- [DATA FOR THIS TASK]
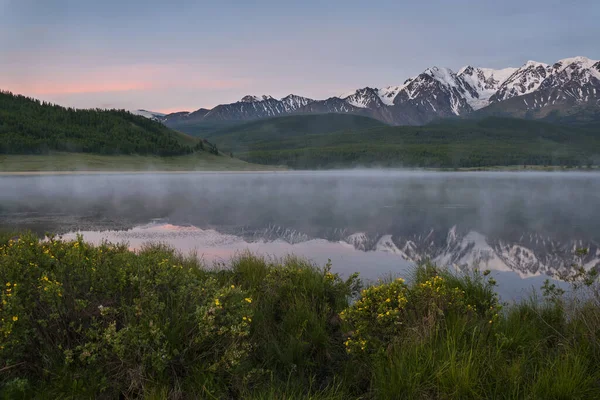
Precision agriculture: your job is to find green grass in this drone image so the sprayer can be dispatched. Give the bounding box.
[0,152,282,173]
[0,234,600,400]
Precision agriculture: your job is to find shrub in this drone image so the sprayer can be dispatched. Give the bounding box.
[342,265,501,353]
[0,235,252,397]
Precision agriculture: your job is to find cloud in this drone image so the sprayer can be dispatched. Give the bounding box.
[0,64,249,96]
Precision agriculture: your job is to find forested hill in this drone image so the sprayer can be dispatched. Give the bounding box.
[0,91,217,156]
[209,114,600,169]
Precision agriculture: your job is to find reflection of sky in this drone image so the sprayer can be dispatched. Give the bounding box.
[65,224,564,301]
[0,0,600,112]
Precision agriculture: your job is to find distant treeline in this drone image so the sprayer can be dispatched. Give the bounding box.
[0,91,218,156]
[208,115,600,169]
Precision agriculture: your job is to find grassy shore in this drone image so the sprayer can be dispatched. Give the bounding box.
[0,152,282,173]
[0,234,600,399]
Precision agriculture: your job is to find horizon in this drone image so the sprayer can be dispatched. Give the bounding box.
[0,0,600,113]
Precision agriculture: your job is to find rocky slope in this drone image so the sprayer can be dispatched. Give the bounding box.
[138,57,600,125]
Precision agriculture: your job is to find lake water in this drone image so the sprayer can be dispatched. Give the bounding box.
[0,170,600,298]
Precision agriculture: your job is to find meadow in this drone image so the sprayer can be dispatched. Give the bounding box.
[0,233,600,399]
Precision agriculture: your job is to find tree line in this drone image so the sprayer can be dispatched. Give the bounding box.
[0,91,218,156]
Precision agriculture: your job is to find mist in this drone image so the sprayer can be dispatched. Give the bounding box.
[0,170,600,241]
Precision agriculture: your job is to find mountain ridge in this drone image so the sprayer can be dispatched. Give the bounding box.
[136,56,600,127]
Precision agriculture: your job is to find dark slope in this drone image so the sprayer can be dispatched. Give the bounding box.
[211,114,600,168]
[0,92,212,156]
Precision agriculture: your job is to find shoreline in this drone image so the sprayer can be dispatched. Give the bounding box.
[0,166,600,177]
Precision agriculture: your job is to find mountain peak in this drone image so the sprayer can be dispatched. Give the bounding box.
[522,60,549,68]
[557,56,597,65]
[240,94,273,103]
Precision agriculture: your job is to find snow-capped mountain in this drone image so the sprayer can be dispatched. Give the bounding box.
[458,65,517,110]
[482,57,600,118]
[140,57,600,125]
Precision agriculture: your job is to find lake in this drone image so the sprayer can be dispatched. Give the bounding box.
[0,170,600,298]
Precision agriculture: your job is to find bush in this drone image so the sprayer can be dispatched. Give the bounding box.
[0,234,600,399]
[0,235,252,397]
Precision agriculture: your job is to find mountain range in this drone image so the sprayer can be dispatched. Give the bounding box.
[134,57,600,127]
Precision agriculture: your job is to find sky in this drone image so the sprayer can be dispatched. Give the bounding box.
[0,0,600,112]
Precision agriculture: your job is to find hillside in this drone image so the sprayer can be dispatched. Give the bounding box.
[144,57,600,127]
[0,92,217,156]
[210,114,600,169]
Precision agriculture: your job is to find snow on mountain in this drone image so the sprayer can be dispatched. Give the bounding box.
[490,61,552,103]
[394,67,473,117]
[280,94,314,112]
[342,87,385,108]
[130,110,166,121]
[240,94,273,103]
[457,65,517,110]
[155,57,600,125]
[377,82,410,106]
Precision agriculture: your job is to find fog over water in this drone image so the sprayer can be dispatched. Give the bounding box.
[0,170,600,298]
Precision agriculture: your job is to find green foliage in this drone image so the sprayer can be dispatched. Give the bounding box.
[0,92,216,156]
[225,254,359,385]
[342,265,501,353]
[0,233,600,399]
[204,114,600,169]
[0,235,252,398]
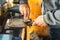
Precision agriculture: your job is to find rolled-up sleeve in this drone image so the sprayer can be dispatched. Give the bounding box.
[20,0,28,4]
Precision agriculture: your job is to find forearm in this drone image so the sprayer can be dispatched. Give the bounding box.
[20,0,28,4]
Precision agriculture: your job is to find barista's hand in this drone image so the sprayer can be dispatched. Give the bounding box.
[33,15,47,27]
[19,4,30,19]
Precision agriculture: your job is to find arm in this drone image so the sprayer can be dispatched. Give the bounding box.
[19,0,29,19]
[20,0,28,4]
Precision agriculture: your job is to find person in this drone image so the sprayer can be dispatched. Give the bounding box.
[20,0,60,40]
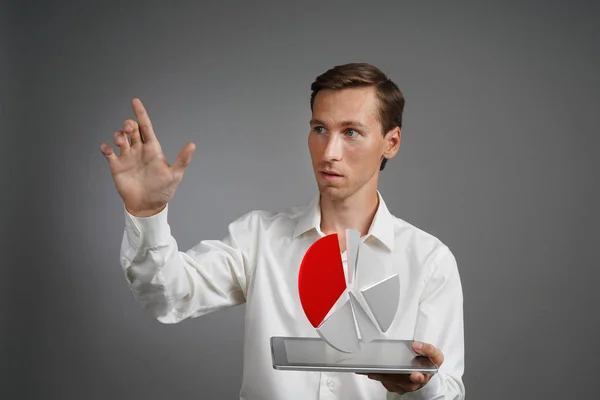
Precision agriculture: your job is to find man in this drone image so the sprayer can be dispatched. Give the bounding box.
[101,64,464,400]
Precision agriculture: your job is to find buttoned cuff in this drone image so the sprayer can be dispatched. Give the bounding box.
[124,204,171,251]
[400,372,441,400]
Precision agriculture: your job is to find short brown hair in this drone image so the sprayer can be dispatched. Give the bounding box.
[310,63,404,170]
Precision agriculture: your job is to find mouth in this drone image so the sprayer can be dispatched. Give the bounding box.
[319,171,343,180]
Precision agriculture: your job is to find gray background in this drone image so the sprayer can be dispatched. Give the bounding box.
[0,1,600,400]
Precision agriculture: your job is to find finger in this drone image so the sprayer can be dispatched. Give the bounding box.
[113,131,129,154]
[381,382,406,394]
[171,143,196,178]
[131,98,156,143]
[100,142,117,164]
[123,119,143,148]
[413,342,444,368]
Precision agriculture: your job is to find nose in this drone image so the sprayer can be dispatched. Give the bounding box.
[323,134,343,161]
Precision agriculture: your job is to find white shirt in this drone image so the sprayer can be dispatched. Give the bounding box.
[121,193,465,400]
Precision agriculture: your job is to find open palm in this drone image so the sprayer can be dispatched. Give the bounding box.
[100,98,195,217]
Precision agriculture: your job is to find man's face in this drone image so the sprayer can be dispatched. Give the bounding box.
[308,87,400,200]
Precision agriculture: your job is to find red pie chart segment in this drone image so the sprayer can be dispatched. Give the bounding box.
[298,234,346,328]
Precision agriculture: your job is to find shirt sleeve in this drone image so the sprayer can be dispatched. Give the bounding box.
[387,246,465,400]
[121,205,252,323]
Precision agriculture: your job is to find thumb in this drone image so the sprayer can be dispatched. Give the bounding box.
[171,143,196,177]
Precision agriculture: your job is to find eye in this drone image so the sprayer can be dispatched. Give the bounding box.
[346,129,358,137]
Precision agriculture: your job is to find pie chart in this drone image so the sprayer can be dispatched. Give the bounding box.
[298,229,400,353]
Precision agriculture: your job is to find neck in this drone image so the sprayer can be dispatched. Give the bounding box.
[320,188,379,237]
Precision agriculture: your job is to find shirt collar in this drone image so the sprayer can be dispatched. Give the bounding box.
[293,191,394,251]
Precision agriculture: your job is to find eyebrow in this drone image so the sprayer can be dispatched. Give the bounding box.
[310,118,366,128]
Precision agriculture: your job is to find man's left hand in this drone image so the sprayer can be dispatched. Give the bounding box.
[358,342,444,394]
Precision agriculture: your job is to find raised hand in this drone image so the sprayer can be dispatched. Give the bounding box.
[100,98,196,217]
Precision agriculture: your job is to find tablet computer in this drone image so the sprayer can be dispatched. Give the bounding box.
[271,336,437,374]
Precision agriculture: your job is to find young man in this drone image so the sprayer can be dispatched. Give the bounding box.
[101,64,464,400]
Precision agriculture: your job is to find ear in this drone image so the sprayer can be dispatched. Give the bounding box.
[383,126,402,160]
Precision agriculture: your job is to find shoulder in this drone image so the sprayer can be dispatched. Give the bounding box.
[230,205,308,231]
[392,212,456,268]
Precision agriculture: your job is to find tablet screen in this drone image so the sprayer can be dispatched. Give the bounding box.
[274,338,435,368]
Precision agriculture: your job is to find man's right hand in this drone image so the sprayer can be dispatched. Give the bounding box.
[100,99,196,217]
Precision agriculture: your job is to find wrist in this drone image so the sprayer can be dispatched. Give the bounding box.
[125,204,167,218]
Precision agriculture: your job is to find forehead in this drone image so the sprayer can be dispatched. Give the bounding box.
[313,87,379,125]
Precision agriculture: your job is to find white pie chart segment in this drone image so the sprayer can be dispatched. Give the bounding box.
[317,299,359,353]
[360,274,400,332]
[349,293,381,343]
[346,229,360,287]
[352,242,387,290]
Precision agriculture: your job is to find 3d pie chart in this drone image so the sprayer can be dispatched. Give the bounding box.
[298,229,400,353]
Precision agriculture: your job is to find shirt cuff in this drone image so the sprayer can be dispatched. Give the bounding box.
[124,204,171,250]
[400,372,441,400]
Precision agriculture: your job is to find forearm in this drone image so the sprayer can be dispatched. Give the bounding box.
[121,205,244,323]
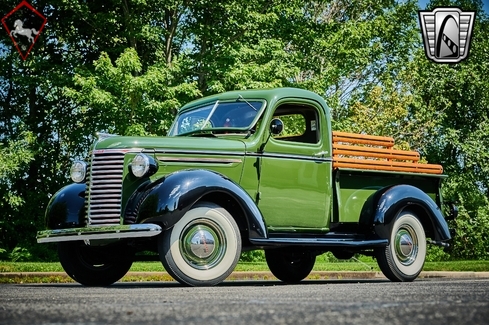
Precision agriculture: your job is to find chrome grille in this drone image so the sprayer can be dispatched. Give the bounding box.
[87,150,124,225]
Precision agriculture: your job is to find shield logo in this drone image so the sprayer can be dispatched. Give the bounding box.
[418,7,475,63]
[2,1,47,60]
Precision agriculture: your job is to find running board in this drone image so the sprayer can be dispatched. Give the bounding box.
[250,237,389,248]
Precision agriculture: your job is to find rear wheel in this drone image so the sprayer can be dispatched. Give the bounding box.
[375,211,426,282]
[158,202,241,286]
[58,242,133,286]
[265,249,316,283]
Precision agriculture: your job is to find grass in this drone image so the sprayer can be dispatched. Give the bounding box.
[0,258,489,273]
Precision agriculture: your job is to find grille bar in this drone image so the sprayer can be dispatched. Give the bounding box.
[87,152,124,226]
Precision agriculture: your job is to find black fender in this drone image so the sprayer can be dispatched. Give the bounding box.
[136,169,267,238]
[373,185,451,242]
[46,183,86,229]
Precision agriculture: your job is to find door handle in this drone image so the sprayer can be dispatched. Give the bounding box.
[314,151,329,158]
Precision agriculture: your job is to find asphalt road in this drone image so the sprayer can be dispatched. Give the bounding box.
[0,279,489,325]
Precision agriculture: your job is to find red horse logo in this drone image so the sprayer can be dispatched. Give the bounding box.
[10,19,39,43]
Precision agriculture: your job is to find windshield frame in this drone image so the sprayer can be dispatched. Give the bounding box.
[167,97,267,137]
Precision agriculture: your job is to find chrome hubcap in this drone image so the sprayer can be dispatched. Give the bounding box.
[394,225,418,266]
[180,219,226,270]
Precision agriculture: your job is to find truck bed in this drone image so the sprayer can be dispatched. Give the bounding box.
[332,131,443,174]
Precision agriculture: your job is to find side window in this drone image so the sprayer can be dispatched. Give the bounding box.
[274,104,319,143]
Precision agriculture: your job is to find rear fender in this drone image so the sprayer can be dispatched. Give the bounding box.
[372,185,451,242]
[136,169,267,238]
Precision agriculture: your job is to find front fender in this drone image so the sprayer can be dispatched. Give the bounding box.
[136,169,267,238]
[46,183,86,229]
[373,185,451,241]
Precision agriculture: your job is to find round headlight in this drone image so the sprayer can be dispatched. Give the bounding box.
[131,153,149,177]
[70,160,87,183]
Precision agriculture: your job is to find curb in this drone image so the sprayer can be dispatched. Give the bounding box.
[0,271,489,284]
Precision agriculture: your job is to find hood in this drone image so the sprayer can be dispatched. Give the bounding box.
[94,136,245,155]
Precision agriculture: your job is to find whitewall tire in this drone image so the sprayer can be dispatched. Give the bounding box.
[158,202,241,286]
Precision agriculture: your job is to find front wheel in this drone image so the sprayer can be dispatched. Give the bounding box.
[375,211,426,282]
[265,248,316,283]
[58,242,133,286]
[158,202,241,286]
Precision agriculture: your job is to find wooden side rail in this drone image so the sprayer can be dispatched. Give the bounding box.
[333,132,443,174]
[333,131,394,148]
[333,143,419,162]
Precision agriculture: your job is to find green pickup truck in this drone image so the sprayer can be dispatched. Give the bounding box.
[37,88,457,286]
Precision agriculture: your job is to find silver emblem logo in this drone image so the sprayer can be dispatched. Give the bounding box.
[418,7,475,63]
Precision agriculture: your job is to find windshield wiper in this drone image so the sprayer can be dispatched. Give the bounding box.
[238,95,258,112]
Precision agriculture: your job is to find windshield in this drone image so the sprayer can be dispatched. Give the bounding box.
[168,99,265,136]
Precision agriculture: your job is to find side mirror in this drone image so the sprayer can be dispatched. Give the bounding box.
[270,118,284,135]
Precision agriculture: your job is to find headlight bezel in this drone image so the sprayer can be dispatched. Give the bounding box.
[129,152,158,178]
[70,160,88,183]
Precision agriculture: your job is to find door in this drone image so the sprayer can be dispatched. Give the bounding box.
[258,103,332,232]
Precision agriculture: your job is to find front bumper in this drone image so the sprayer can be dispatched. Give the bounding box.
[36,223,162,243]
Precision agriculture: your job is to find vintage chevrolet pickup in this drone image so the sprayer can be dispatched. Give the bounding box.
[37,88,457,286]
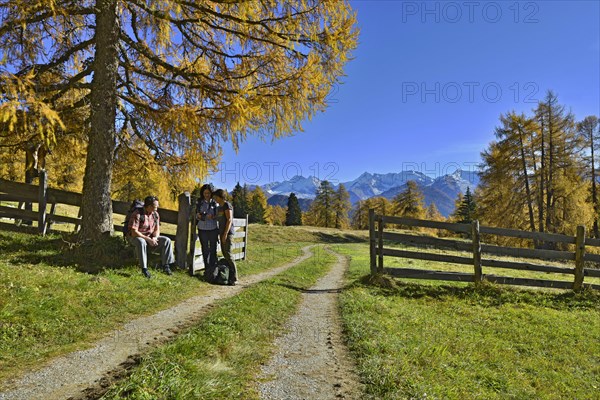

- [DESCRIPTION OF THE TASK] Duplicate the lines above, from the first one through the line containing "[136,56,600,127]", including that line, and omit the pictures from your answer.

- [OUTPUT OF THE TASK]
Precision agriculture: your job is to find green grass in this drone image so the sprayer can be dispatched. Give the bounding box.
[0,152,282,173]
[0,234,600,400]
Precision agriculture: your job is to find shrub in this drone image so the sprayer can be dispatched. Give the bounding box.
[342,265,501,353]
[0,235,252,397]
Precision agriculture: your job is to find cloud in this drone image so the sprayer can be dispatched. Give the bounding box.
[0,64,249,96]
Precision agriculture: your job is to find forested hill in this drone image so the sprayer can be dispatched. Give the bounding box.
[0,91,217,156]
[209,114,600,169]
Precision agriculture: your job is to find reflection of sky in this drone image so the sprayer can be dispatched. Give the bounding box.
[65,224,564,301]
[0,0,600,112]
Precision agriculture: your job is to find distant treeline in this drone image so the sprayer can be dispatched. Give the bounding box.
[0,91,218,156]
[208,115,600,169]
Precision agriculture: your job is to find grassy shore in this drone image so the sprayer can be dispatched. Give the bounding box.
[0,152,282,173]
[0,234,600,399]
Precision agriculture: your job is to find horizon in this drone image so the sprayer can be dispatched. Give the bounding box.
[0,0,600,113]
Precision agriculture: your job is to find rocky slope in this drone image so the sprayer can be dispatched. Give the bounding box.
[138,57,600,125]
Precision agriculture: your job is to find lake water in this drone image so the sprayer can be dispatched. Give the bounding box.
[0,170,600,298]
Precision agriculture: your job is to find meadow in this drone image so the sprayer can be dispatched. Give the bounding box.
[0,233,600,399]
Precision agriculture: your job is to find tree line in this drone image so the sprayer can be dispatched. Give the bounding box.
[0,91,218,156]
Precision agriculture: your job is to find mist in this drone image so the sprayer can be dispatched. Give the bounding box.
[0,170,600,241]
Precision agriculture: your job is to find mountain ridge in this drone image so the sprayer can be dispatched. Give the bounding box.
[136,56,600,127]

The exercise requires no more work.